**EXERCISE DIRECTIONS**
The reply should hold only the lines below from the one with "negative clicks: (785, 235) (775, 219)" to the end, each copied exactly.
● ● ● ● ●
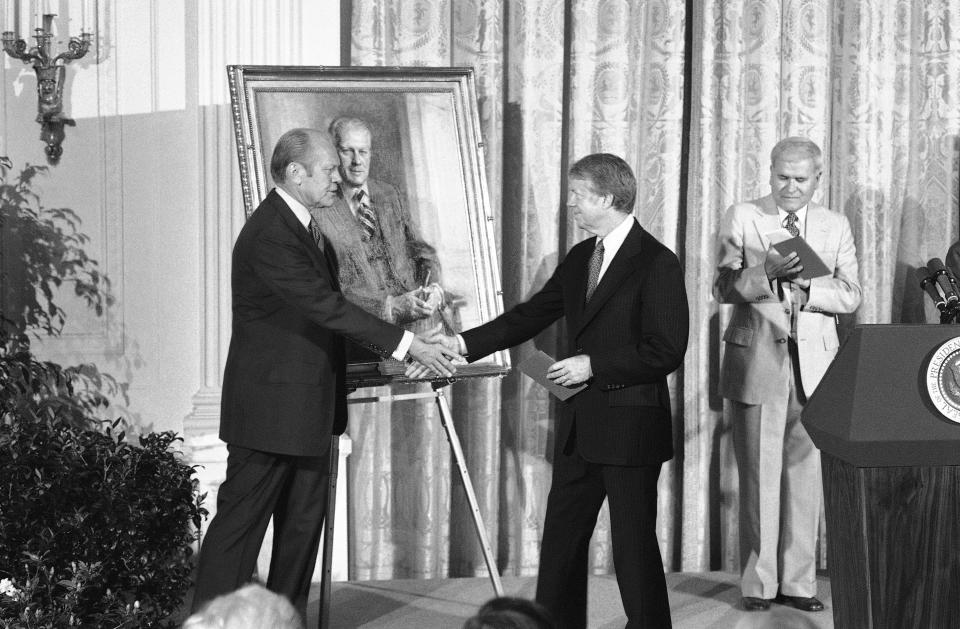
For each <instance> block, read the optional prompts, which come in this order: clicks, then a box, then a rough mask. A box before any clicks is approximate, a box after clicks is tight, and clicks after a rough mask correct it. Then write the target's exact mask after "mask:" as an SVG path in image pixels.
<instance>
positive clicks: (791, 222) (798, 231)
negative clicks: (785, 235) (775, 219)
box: [783, 212, 800, 236]
mask: <svg viewBox="0 0 960 629" xmlns="http://www.w3.org/2000/svg"><path fill="white" fill-rule="evenodd" d="M783 226H784V227H786V228H787V231H788V232H790V235H791V236H799V235H800V228H799V227H797V213H796V212H787V218H785V219H783Z"/></svg>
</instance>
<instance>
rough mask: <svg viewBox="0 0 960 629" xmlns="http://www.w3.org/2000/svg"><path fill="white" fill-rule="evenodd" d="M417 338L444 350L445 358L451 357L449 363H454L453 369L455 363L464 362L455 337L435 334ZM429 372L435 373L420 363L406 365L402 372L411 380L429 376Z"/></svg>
mask: <svg viewBox="0 0 960 629" xmlns="http://www.w3.org/2000/svg"><path fill="white" fill-rule="evenodd" d="M417 338H418V339H423V341H424V342H425V343H427V344H434V345H436V346H437V347H442V348H443V349H444V350H446V351H447V352H448V353H447V354H445V356H451V355H452V359H451V362H452V363H454V368H456V364H457V363H462V362H464V360H463V356H461V355H460V341H458V340H457V337H455V336H448V335H446V334H443V333H441V332H436V333H434V334H431V335H430V336H428V337H426V338H424V337H417ZM430 372H433V373H436V371H435V370H433V369H430V368H429V367H426V366H424V365H423V364H421V363H420V362H412V363H410V364H409V365H407V370H406V372H404V375H406V377H407V378H410V379H411V380H416V379H418V378H423V377H424V376H428V375H430Z"/></svg>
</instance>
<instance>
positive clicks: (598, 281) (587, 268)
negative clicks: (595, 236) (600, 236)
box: [585, 240, 603, 303]
mask: <svg viewBox="0 0 960 629" xmlns="http://www.w3.org/2000/svg"><path fill="white" fill-rule="evenodd" d="M602 266H603V241H602V240H597V246H596V247H594V248H593V255H591V256H590V264H589V265H587V296H586V299H585V301H586V302H587V303H589V302H590V298H591V297H593V291H595V290H597V284H599V283H600V267H602Z"/></svg>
● ● ● ● ●
**RESPONSE AREA**
negative clicks: (785, 235) (775, 219)
box: [783, 212, 800, 236]
mask: <svg viewBox="0 0 960 629" xmlns="http://www.w3.org/2000/svg"><path fill="white" fill-rule="evenodd" d="M783 226H784V227H786V228H787V231H788V232H790V235H791V236H799V235H800V228H799V227H797V213H796V212H787V218H785V219H783Z"/></svg>
</instance>
<instance>
rough mask: <svg viewBox="0 0 960 629" xmlns="http://www.w3.org/2000/svg"><path fill="white" fill-rule="evenodd" d="M417 338L444 350L445 358L451 357L449 363H454L453 369L455 363L464 362L455 337L435 334ZM429 372L435 373L420 363L406 365L402 372L411 380L429 376Z"/></svg>
mask: <svg viewBox="0 0 960 629" xmlns="http://www.w3.org/2000/svg"><path fill="white" fill-rule="evenodd" d="M417 338H418V339H423V341H424V342H425V343H427V344H434V345H436V346H437V347H442V348H443V349H444V350H446V351H447V352H448V353H447V354H445V356H451V355H452V359H451V362H452V363H454V368H456V364H457V363H462V362H464V360H463V356H461V355H460V341H458V340H457V337H455V336H448V335H446V334H443V333H441V332H436V333H434V334H431V335H430V336H428V337H426V338H424V337H417ZM430 372H433V373H436V371H435V370H433V369H430V368H429V367H426V366H424V365H423V364H421V363H420V362H412V363H410V364H409V365H407V370H406V372H404V375H406V377H407V378H410V379H411V380H416V379H418V378H423V377H424V376H428V375H430Z"/></svg>
</instance>
<instance>
positive clicks: (598, 281) (587, 268)
negative clicks: (595, 236) (600, 236)
box: [585, 240, 603, 303]
mask: <svg viewBox="0 0 960 629" xmlns="http://www.w3.org/2000/svg"><path fill="white" fill-rule="evenodd" d="M602 266H603V241H602V240H597V246H596V247H594V248H593V255H591V256H590V264H589V265H587V296H586V299H585V301H586V302H587V303H589V302H590V298H591V297H593V291H595V290H597V284H599V283H600V267H602Z"/></svg>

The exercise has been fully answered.